(Point annotation data)
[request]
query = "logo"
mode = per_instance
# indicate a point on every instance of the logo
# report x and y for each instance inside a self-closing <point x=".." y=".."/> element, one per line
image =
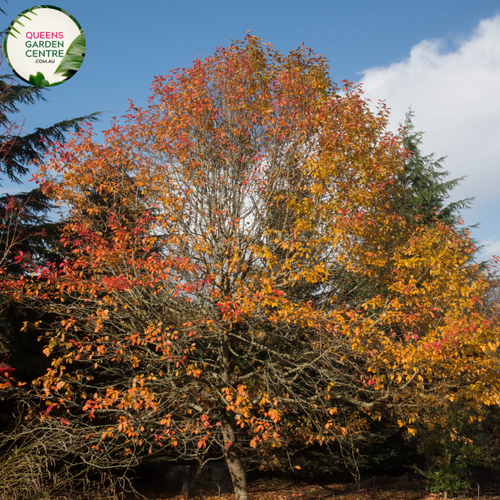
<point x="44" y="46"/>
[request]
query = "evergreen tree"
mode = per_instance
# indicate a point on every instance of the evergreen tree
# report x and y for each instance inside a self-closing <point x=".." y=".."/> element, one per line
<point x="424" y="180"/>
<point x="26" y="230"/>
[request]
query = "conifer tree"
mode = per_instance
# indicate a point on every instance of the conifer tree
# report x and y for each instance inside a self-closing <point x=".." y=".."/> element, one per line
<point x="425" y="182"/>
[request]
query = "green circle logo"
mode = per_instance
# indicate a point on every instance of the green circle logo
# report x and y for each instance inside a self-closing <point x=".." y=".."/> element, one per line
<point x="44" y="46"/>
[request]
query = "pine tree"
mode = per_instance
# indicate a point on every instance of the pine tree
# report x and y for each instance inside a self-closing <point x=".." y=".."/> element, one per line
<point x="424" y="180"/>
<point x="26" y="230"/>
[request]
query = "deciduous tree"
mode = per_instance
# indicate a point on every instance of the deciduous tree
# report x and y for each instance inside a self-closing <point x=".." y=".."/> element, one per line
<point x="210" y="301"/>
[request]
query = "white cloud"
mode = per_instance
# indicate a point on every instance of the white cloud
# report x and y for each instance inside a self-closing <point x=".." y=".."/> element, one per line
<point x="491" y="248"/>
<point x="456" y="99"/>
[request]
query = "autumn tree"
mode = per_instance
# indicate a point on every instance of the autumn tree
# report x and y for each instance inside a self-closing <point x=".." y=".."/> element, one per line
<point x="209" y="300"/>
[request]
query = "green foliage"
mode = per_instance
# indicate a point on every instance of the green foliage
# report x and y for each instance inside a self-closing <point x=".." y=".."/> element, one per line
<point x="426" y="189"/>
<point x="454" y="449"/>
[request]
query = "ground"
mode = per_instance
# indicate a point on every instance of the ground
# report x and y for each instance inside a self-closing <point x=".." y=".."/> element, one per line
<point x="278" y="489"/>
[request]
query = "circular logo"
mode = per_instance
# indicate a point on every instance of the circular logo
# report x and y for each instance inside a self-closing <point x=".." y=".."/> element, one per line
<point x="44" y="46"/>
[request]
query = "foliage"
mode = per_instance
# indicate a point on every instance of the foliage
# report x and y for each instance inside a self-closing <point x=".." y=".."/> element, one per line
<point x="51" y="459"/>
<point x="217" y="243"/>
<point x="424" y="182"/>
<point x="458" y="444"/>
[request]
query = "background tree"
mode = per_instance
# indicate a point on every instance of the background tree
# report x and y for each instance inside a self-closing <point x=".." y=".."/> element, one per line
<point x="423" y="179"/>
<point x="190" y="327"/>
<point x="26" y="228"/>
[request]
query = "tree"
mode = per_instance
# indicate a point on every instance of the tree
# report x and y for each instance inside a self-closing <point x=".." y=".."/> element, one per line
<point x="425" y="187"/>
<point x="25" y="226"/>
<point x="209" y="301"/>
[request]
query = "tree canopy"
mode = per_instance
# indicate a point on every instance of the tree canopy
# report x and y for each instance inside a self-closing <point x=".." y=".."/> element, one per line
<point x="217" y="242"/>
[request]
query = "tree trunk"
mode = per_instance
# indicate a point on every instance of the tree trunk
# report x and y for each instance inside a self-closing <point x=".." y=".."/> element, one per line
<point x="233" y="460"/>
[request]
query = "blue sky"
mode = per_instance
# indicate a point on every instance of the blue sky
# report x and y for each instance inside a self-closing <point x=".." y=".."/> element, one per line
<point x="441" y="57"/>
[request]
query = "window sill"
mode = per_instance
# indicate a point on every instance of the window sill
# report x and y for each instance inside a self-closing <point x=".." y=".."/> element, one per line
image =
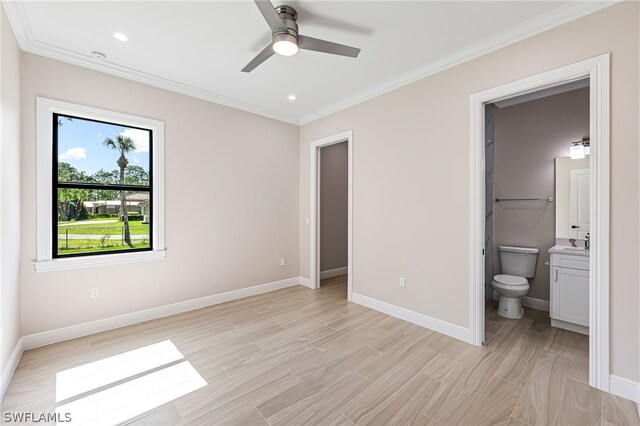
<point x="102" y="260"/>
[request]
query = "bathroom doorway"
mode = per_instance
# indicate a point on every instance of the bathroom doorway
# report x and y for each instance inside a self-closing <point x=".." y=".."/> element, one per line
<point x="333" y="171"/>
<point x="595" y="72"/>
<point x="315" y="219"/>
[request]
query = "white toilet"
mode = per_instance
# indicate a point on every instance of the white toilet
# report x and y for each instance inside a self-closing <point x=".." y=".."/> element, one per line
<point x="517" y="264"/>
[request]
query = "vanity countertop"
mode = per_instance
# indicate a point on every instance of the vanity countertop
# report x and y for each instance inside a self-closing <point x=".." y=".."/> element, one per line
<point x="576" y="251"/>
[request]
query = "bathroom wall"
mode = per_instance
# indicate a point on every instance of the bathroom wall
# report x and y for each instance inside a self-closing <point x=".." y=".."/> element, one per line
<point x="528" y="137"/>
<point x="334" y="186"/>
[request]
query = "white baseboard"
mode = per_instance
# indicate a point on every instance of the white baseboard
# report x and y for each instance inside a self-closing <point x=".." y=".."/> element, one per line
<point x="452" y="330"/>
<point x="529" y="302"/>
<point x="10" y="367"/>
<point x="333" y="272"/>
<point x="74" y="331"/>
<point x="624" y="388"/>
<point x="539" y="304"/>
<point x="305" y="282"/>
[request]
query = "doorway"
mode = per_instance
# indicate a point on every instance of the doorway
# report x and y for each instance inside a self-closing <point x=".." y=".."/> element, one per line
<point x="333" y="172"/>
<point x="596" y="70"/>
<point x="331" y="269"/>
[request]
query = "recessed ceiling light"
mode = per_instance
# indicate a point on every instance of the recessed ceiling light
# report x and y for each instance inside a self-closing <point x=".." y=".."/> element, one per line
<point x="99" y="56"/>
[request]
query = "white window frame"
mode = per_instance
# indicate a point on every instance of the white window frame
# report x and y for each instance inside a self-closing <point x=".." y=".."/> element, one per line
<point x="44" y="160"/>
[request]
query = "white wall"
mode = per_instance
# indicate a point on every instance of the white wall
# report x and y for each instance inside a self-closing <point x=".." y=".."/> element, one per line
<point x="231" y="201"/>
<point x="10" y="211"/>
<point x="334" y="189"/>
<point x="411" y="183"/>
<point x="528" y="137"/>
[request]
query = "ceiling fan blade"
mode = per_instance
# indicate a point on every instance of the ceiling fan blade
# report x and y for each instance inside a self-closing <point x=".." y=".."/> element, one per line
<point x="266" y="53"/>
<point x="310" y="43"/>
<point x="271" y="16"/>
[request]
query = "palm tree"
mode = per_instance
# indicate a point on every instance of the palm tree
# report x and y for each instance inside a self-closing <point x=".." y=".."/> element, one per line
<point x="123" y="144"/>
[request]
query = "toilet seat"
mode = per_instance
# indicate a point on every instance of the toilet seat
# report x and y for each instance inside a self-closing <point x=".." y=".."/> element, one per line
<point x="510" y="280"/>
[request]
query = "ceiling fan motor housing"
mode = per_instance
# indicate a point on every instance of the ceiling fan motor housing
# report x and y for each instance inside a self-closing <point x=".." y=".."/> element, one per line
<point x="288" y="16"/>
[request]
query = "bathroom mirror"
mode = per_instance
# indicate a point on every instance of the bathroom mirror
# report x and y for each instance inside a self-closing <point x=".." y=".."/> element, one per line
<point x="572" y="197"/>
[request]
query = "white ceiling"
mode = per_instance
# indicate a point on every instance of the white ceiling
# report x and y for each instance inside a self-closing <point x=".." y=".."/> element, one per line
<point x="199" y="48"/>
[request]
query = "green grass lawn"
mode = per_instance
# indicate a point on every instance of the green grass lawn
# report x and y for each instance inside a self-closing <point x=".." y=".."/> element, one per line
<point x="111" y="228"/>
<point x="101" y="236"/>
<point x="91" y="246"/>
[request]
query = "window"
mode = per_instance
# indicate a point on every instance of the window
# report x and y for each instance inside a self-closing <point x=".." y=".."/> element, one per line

...

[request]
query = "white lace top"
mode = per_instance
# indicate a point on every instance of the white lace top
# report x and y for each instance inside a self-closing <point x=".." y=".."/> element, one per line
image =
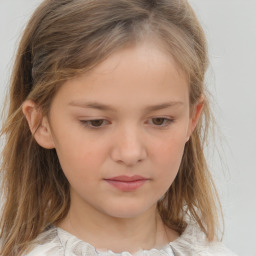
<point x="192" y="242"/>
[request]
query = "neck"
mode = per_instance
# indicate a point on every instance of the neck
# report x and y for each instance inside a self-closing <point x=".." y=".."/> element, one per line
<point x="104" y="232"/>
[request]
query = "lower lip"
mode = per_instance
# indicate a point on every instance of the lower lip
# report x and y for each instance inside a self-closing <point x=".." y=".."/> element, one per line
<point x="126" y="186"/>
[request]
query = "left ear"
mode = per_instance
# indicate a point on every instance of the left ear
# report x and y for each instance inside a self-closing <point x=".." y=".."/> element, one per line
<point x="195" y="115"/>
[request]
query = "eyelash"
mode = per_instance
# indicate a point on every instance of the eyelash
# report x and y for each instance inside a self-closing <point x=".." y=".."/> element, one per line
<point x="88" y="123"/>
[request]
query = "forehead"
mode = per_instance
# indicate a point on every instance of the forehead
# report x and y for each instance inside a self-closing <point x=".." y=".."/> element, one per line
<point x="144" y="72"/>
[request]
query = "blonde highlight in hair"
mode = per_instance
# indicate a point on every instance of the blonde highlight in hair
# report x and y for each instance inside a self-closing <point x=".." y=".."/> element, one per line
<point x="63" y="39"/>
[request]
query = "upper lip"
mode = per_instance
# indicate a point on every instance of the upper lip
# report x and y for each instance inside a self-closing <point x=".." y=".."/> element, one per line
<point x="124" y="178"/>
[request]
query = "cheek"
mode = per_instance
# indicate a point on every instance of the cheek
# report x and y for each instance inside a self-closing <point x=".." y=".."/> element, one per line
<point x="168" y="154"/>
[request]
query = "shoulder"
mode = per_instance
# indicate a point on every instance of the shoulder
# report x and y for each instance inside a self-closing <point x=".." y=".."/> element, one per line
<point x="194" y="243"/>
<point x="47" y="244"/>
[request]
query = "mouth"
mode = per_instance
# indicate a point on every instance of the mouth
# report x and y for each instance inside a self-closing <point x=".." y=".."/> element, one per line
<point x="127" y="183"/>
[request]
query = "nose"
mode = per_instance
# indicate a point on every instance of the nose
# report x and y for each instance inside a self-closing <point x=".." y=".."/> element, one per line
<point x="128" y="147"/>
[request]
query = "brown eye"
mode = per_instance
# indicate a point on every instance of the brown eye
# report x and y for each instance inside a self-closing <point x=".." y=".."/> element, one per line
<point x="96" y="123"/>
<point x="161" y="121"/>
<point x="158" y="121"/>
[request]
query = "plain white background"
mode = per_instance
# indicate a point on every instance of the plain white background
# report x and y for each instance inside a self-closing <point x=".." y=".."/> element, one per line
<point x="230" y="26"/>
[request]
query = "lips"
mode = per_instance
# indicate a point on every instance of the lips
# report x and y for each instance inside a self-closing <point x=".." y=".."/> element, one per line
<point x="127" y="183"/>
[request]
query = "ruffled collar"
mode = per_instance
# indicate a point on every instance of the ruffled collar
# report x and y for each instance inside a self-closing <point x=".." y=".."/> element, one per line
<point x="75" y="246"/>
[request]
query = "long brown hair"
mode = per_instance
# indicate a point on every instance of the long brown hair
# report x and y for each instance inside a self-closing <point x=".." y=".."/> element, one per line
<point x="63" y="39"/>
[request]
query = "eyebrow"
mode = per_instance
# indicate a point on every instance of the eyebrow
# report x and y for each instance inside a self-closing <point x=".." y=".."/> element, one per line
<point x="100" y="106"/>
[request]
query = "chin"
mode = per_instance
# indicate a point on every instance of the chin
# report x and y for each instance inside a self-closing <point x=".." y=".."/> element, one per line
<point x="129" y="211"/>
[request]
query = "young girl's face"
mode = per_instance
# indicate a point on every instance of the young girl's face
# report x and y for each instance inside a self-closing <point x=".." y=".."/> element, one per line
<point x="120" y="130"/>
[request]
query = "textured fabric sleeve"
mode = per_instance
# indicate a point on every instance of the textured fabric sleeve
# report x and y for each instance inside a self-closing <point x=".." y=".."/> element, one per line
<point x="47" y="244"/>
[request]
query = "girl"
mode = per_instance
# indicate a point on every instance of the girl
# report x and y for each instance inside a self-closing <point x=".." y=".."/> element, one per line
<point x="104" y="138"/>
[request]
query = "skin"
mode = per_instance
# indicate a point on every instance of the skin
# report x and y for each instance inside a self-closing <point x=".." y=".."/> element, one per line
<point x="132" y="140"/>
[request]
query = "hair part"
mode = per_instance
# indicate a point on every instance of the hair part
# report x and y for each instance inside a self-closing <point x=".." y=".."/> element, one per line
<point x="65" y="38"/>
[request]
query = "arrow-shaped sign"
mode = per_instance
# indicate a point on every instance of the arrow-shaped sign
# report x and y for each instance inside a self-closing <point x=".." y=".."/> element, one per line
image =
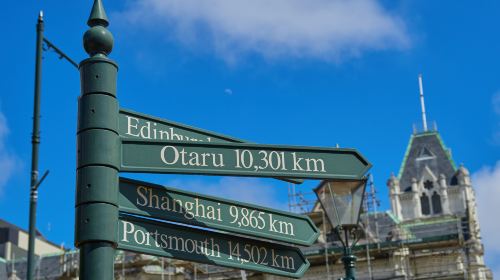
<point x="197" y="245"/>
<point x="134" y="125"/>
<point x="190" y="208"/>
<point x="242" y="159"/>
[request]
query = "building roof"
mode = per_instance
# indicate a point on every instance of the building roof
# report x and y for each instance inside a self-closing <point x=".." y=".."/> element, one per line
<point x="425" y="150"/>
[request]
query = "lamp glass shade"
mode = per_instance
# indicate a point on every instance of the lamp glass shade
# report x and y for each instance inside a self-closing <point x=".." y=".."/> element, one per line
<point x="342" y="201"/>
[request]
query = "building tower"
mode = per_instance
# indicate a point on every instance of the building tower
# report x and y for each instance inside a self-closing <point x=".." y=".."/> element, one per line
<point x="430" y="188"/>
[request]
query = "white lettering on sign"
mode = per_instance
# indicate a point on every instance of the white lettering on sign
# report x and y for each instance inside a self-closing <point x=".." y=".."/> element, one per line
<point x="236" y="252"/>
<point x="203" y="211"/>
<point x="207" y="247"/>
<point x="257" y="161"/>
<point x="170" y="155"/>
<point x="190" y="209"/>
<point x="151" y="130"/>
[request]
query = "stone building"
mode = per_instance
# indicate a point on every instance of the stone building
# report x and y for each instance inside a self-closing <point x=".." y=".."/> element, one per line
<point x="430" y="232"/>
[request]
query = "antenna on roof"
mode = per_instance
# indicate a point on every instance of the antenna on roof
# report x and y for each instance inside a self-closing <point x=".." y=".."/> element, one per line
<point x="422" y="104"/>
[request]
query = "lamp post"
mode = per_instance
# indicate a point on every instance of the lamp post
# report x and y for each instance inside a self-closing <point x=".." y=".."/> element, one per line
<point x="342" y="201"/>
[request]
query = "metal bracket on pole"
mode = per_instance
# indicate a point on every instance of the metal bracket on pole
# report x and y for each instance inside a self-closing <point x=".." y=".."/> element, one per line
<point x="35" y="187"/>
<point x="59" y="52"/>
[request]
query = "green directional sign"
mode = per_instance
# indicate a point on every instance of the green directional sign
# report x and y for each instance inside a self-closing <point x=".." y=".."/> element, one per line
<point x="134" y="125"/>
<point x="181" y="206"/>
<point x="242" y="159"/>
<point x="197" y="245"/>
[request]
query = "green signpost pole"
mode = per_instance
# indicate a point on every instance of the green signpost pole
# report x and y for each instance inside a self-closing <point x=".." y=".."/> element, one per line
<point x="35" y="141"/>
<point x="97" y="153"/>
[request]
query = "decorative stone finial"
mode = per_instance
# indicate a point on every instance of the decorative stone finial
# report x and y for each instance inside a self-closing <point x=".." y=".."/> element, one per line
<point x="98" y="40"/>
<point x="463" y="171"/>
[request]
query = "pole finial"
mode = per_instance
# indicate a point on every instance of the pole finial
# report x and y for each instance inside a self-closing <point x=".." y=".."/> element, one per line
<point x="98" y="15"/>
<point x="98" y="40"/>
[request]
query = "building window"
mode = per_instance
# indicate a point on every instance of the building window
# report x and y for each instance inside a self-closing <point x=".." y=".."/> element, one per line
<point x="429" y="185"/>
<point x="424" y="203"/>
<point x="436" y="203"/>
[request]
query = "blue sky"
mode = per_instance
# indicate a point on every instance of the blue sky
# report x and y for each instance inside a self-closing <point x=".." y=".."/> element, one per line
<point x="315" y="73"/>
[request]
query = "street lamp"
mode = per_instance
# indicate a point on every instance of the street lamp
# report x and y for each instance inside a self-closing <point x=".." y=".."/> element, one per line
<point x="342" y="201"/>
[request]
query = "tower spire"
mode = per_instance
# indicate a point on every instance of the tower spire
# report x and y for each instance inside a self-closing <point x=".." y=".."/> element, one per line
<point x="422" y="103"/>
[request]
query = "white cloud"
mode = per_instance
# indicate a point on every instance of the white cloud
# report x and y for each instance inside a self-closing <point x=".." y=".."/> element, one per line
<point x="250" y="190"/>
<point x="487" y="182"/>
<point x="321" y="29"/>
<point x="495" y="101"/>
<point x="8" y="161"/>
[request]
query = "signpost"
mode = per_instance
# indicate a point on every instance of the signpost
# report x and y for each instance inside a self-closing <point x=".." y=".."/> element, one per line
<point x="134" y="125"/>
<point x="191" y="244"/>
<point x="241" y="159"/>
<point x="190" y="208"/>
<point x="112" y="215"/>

--

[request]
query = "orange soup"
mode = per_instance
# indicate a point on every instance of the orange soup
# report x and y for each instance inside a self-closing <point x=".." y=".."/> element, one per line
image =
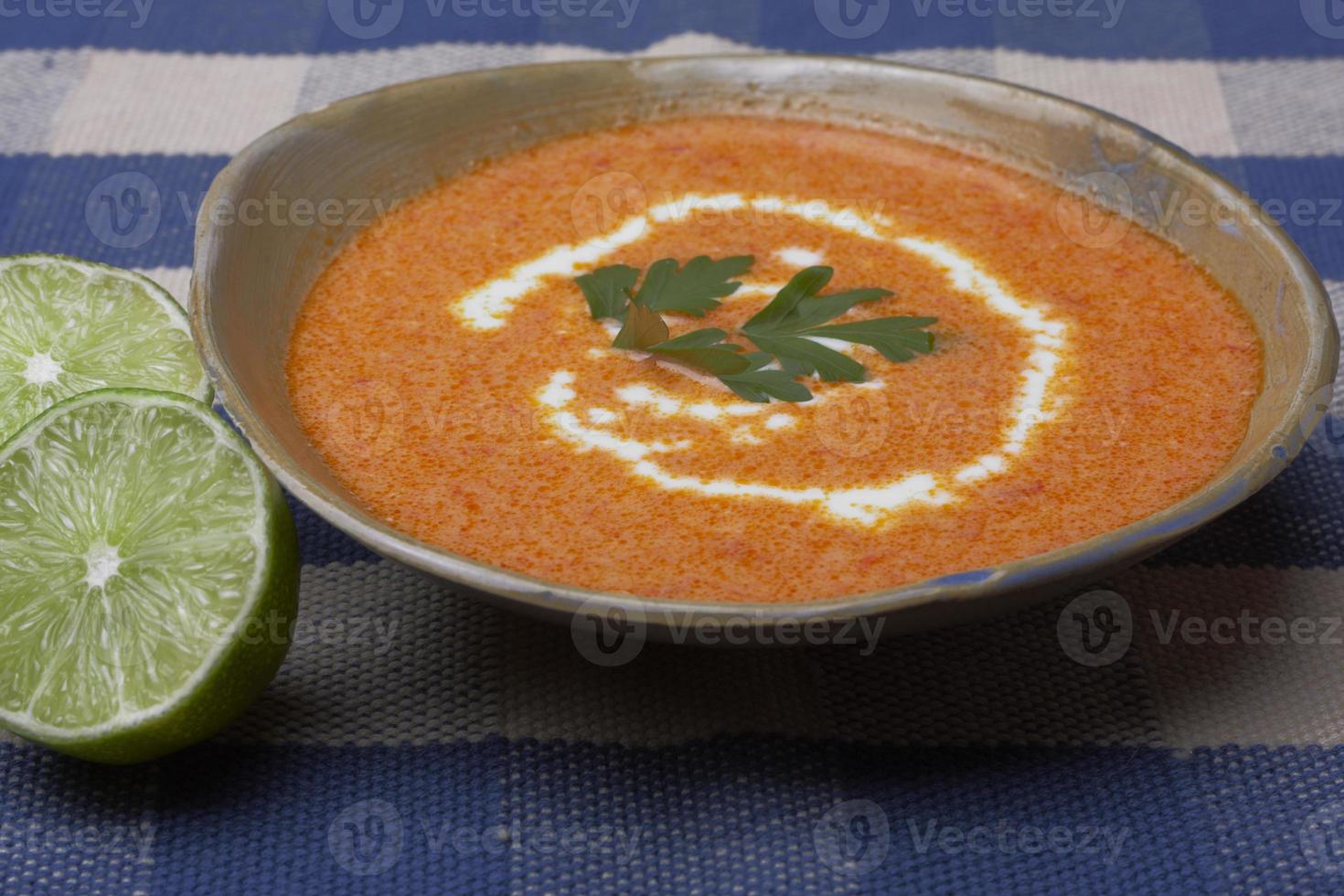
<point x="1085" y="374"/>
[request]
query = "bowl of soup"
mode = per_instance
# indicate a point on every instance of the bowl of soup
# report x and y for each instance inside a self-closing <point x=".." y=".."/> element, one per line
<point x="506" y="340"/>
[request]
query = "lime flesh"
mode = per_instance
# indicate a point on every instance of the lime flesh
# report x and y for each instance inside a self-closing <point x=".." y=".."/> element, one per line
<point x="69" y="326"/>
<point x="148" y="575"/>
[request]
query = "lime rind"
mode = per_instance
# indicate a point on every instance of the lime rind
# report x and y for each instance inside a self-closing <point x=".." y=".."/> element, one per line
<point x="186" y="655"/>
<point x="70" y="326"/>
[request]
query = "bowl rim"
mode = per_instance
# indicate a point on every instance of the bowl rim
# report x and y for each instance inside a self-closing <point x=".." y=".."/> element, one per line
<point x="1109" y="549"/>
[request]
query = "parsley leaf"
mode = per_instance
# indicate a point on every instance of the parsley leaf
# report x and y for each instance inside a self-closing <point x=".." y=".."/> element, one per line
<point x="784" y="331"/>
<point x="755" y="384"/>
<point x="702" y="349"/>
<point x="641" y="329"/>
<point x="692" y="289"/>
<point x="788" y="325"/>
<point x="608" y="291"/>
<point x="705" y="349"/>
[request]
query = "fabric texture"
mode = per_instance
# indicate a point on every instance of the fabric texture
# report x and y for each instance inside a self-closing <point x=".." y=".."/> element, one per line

§ Task brief: Collect every line of the data above that contains the string "countertop", matching case exactly.

§ Written solution:
query = "vanity countertop"
# indicate a point on every instance of the vanity countertop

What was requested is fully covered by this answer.